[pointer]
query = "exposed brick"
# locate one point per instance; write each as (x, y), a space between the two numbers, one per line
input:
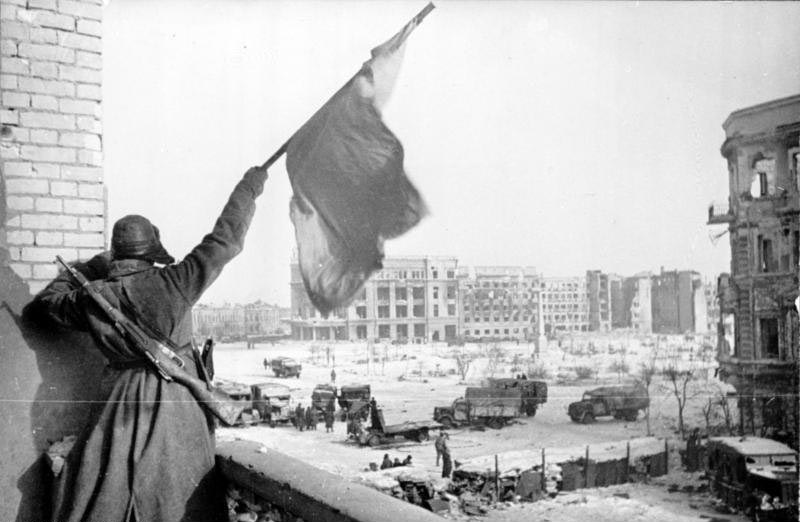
(50, 222)
(49, 238)
(9, 116)
(92, 239)
(48, 19)
(42, 4)
(80, 41)
(90, 191)
(19, 202)
(88, 157)
(43, 35)
(92, 27)
(38, 86)
(92, 224)
(9, 151)
(89, 91)
(17, 168)
(46, 254)
(16, 99)
(19, 134)
(8, 47)
(80, 74)
(46, 170)
(45, 137)
(45, 271)
(48, 120)
(16, 30)
(81, 9)
(48, 52)
(19, 237)
(44, 101)
(78, 139)
(64, 188)
(49, 205)
(90, 60)
(90, 124)
(74, 173)
(44, 69)
(79, 107)
(23, 270)
(27, 186)
(8, 81)
(53, 154)
(88, 207)
(15, 65)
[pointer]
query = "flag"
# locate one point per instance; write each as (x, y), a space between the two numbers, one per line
(350, 190)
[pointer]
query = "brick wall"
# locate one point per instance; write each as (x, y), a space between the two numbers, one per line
(51, 202)
(51, 148)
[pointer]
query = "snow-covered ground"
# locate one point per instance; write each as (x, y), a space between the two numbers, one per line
(409, 380)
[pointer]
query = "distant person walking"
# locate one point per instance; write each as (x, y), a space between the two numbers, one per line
(438, 443)
(447, 462)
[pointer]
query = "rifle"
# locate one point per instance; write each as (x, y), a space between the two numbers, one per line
(166, 363)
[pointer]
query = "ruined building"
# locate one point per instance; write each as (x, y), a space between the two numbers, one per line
(758, 327)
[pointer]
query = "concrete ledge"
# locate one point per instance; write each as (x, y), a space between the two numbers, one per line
(308, 492)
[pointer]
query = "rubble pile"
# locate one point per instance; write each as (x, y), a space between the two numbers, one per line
(244, 506)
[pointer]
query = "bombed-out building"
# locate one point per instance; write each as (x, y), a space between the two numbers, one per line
(411, 298)
(758, 326)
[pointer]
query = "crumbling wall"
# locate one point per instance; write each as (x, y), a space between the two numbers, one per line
(51, 202)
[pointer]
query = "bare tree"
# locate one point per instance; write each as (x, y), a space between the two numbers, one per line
(679, 381)
(463, 363)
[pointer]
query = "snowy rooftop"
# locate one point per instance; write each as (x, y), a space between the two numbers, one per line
(754, 445)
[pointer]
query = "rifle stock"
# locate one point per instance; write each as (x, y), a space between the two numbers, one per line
(163, 360)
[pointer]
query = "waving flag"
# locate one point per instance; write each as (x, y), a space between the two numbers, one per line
(350, 190)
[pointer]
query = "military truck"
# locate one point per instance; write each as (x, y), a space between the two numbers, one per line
(743, 470)
(534, 393)
(354, 400)
(493, 407)
(323, 397)
(621, 402)
(285, 367)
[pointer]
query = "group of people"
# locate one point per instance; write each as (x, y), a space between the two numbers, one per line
(389, 463)
(308, 418)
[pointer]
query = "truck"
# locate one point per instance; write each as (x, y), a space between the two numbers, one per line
(264, 402)
(380, 433)
(354, 400)
(534, 393)
(621, 402)
(323, 397)
(494, 407)
(744, 470)
(285, 367)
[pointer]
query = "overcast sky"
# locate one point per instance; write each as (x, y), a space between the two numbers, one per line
(567, 136)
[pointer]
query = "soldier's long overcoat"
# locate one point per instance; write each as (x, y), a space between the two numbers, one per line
(149, 452)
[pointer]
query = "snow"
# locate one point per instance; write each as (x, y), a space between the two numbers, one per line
(409, 380)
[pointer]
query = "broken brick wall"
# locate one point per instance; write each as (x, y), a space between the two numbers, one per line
(51, 202)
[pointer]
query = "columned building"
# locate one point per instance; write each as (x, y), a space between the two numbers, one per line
(758, 327)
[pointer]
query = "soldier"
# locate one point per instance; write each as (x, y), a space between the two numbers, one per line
(300, 416)
(148, 455)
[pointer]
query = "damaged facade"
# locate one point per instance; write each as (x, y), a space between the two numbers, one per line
(758, 326)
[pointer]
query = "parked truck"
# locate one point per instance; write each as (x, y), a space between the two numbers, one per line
(621, 402)
(494, 407)
(285, 367)
(534, 393)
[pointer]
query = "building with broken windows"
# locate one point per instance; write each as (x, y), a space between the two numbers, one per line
(410, 299)
(499, 302)
(758, 327)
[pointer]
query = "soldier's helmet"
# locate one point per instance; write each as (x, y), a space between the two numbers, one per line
(134, 237)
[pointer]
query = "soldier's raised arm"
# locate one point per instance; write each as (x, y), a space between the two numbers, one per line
(204, 263)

########

* _Required work_
Copy every entry word for word, but omit the pictures.

* _Written reply_
[pointer]
query = "exposed brick"
# locate one point per instance; write each as (x, y), a space between the two numbers, one per line
input:
(50, 222)
(49, 238)
(9, 116)
(92, 239)
(48, 19)
(42, 4)
(80, 41)
(90, 191)
(19, 202)
(88, 157)
(43, 35)
(92, 27)
(38, 86)
(92, 224)
(9, 151)
(89, 91)
(17, 168)
(46, 254)
(16, 99)
(19, 134)
(8, 47)
(80, 74)
(46, 170)
(45, 137)
(45, 271)
(48, 120)
(16, 30)
(81, 9)
(48, 52)
(19, 237)
(44, 101)
(78, 139)
(64, 188)
(49, 205)
(90, 60)
(90, 124)
(74, 173)
(44, 69)
(79, 107)
(23, 270)
(27, 186)
(8, 81)
(53, 154)
(88, 207)
(15, 65)
[pointer]
query = "flag"
# locate one point per instance; write each as (x, y), a space between the two numbers, one per line
(350, 190)
[pointer]
query = "brick wall"
# locate one point per instance; write each as (x, y), a space between the two numbers, one per line
(51, 202)
(51, 148)
[pointer]
query = "snow-covered ground"
# locate one point per instance; write each as (x, y), a space between the two numbers, one per line
(409, 380)
[pointer]
query = "distant person walking"
# locate one point per instance; write each as (x, y), a space between the two numbers, one per line
(438, 443)
(447, 462)
[pointer]
query = "rifle"
# locate one point per instance; write each as (x, y), a space between the two numbers, one per line
(166, 363)
[pointer]
query = "ruined building"
# locate one point per instance; write each as (x, y), a space between the two numbers, one per line
(758, 327)
[pointer]
query = "concrete ledge"
# locate one point per instance; write each as (x, y), a space between the two numbers, one per line
(308, 492)
[pointer]
query = "rubble pile"
# locate one point per instance; write each as (x, y), a space between the two numbers, one per line
(244, 506)
[pointer]
query = "bombed-out building"
# locate one point per instance; write each as (x, y), a space between the two numbers, one per line
(411, 298)
(758, 326)
[pointer]
query = "crumbling wall"
# locate one point per instance; write each as (x, y), a space between the two numbers, one per line
(51, 202)
[pointer]
query = "bare tree"
# locate one point per instance; write each as (x, y), a space between the two numbers, one per line
(679, 381)
(463, 363)
[pointer]
query = "snowy rooftop"
# locate one point per instance; write each as (x, y), a space between the two numbers, one per line
(754, 445)
[pointer]
query = "rifle stock"
# locate one point per instance; write each as (x, y), a space between the two numbers, one per line
(163, 360)
[pointer]
query = "waving flag"
# locate one point per instance; write each as (x, y), a space between the two numbers, one per line
(350, 190)
[pointer]
query = "military truck"
# locate one point per instance; write each as (x, y), a space between the two numbers, one per line
(743, 470)
(534, 393)
(354, 400)
(493, 407)
(323, 397)
(621, 402)
(285, 367)
[pointer]
query = "group of people"
# locate one point per instance; write each as (x, y), a space between the two numbers, one per line
(389, 463)
(308, 418)
[pointer]
query = "truck"
# locate one point per instance; write each as (x, y), a space between the two numbers, one per line
(264, 402)
(380, 433)
(354, 400)
(534, 393)
(621, 402)
(323, 397)
(494, 407)
(744, 470)
(285, 367)
[pointer]
query = "overcast sky"
# locate one point per instance; write each as (x, y), a space between the two numbers, one per line
(567, 136)
[pointer]
query = "soldier's long overcoat"
# locate one point per instance; write each as (x, y), a space between the two numbers, one per line
(149, 452)
[pointer]
query = "snow"
# locate one point per instance; write each as (x, y), a space between the two numbers, one per line
(409, 380)
[pointer]
query = "broken brick wall"
# locate one point per instance; write each as (x, y), a space between the two numbers, one per line
(51, 202)
[pointer]
query = "columned building"
# locate one point per instance; write each as (x, y), a space between the two numbers, one per line
(758, 327)
[pointer]
query = "soldier"
# locate one point per instance; write each as (x, y), a space between the two numbers, one per line
(300, 416)
(148, 455)
[pointer]
query = "damaged facade"
# locate one point per instance; write each as (x, y), a space between the two numbers, one per line
(758, 326)
[pointer]
query = "parked truck"
# locate one point per instance; write each as (x, y), a space between the two numbers, one per line
(621, 402)
(494, 407)
(285, 367)
(534, 393)
[pointer]
query = "building with broken windows"
# locate one point per instance; write each as (x, y), a space between the two numbers, one per line
(410, 299)
(499, 302)
(758, 327)
[pointer]
query = "soldier's helmet"
# locate one point per instance; write each as (x, y), a space between the two numbers, one per line
(134, 237)
[pointer]
query = "soldier's raised arm"
# locate one point per instance; write each as (x, y), a space between the two numbers, one per line
(204, 263)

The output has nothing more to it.